• _GOAL OF THE EXERCISE_: Find every line in the listing below that contains the word "leaf", and copy each of those lines.

↓↓↓

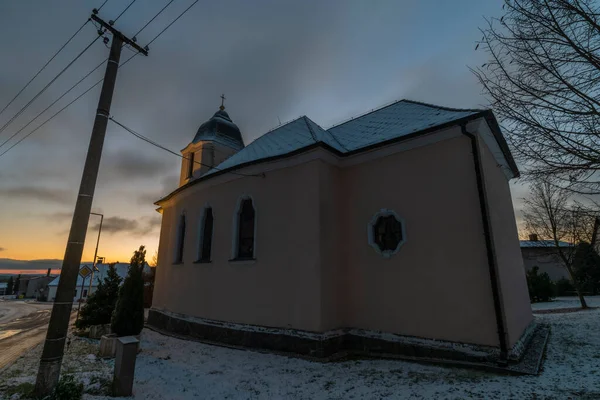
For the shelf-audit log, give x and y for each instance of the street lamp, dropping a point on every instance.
(95, 252)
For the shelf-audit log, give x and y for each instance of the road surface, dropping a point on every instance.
(22, 326)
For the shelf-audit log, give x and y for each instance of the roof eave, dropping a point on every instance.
(487, 114)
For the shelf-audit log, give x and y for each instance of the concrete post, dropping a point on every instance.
(125, 366)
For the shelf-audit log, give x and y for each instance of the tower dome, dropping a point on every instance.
(220, 128)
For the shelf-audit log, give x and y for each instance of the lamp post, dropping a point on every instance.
(95, 252)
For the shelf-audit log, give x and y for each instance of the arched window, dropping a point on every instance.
(245, 221)
(206, 233)
(180, 240)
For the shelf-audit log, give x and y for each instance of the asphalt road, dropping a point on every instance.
(22, 326)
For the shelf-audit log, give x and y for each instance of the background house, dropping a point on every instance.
(99, 274)
(544, 255)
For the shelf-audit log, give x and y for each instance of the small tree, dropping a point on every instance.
(586, 267)
(9, 286)
(549, 214)
(542, 79)
(17, 284)
(100, 305)
(564, 287)
(128, 318)
(539, 285)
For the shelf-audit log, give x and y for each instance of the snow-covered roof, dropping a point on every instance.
(399, 120)
(391, 122)
(295, 135)
(543, 243)
(100, 274)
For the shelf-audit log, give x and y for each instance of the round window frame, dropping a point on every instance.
(384, 212)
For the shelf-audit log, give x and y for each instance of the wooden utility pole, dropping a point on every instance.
(51, 360)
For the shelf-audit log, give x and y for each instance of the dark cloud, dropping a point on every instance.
(7, 263)
(59, 217)
(134, 164)
(137, 227)
(37, 193)
(167, 185)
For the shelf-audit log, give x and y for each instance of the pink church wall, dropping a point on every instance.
(437, 285)
(517, 308)
(314, 268)
(282, 288)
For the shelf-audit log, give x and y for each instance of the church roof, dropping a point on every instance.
(220, 128)
(398, 120)
(294, 135)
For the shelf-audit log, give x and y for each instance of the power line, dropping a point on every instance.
(123, 12)
(45, 65)
(153, 18)
(175, 20)
(61, 110)
(147, 140)
(97, 83)
(100, 8)
(48, 85)
(53, 103)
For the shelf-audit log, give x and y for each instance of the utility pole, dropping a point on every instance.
(94, 263)
(52, 355)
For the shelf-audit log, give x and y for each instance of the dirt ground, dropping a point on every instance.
(22, 327)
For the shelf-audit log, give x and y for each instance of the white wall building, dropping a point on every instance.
(99, 275)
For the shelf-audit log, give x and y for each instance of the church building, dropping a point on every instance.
(392, 233)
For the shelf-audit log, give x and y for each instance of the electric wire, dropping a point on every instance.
(61, 110)
(51, 104)
(97, 83)
(44, 66)
(150, 141)
(48, 85)
(123, 12)
(175, 20)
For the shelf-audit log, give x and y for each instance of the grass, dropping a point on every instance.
(24, 390)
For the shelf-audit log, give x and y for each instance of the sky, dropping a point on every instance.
(274, 61)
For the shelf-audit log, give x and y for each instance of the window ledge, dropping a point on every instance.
(243, 260)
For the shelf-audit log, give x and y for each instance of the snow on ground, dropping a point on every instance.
(169, 368)
(13, 309)
(566, 302)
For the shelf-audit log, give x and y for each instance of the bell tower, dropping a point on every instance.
(216, 140)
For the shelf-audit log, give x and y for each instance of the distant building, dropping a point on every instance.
(33, 286)
(544, 255)
(99, 275)
(36, 286)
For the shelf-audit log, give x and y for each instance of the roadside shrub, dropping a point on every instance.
(100, 305)
(67, 389)
(128, 318)
(564, 287)
(586, 268)
(540, 287)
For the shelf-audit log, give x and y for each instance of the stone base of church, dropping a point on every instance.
(524, 358)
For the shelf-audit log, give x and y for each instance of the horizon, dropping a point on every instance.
(325, 70)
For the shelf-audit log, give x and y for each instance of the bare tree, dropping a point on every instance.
(543, 81)
(551, 215)
(154, 261)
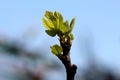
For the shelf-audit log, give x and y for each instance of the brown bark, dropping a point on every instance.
(66, 60)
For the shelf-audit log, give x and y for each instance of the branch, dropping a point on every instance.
(66, 60)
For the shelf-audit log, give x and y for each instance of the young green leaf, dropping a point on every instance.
(56, 50)
(72, 24)
(48, 14)
(71, 36)
(47, 23)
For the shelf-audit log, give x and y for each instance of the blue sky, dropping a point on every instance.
(97, 18)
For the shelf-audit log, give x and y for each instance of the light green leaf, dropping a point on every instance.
(51, 32)
(56, 50)
(71, 36)
(47, 23)
(72, 24)
(66, 23)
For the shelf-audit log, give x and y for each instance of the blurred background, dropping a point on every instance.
(25, 47)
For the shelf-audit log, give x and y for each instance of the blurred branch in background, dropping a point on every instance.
(18, 62)
(94, 69)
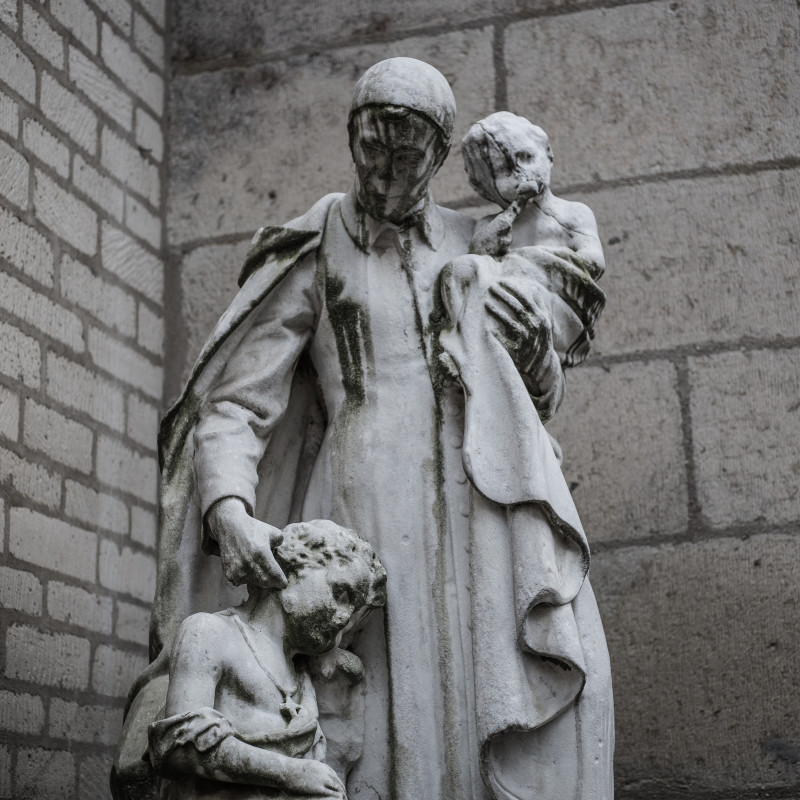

↑↑↑

• _RESPONSE FOR THIS EXERCISE_:
For the shelf-audit log, give x and y for each instance of the young green leaf, dropping a point on every instance.
For the shelf-audit log, give x and y for each instance of the light green leaf, dropping a point on every instance.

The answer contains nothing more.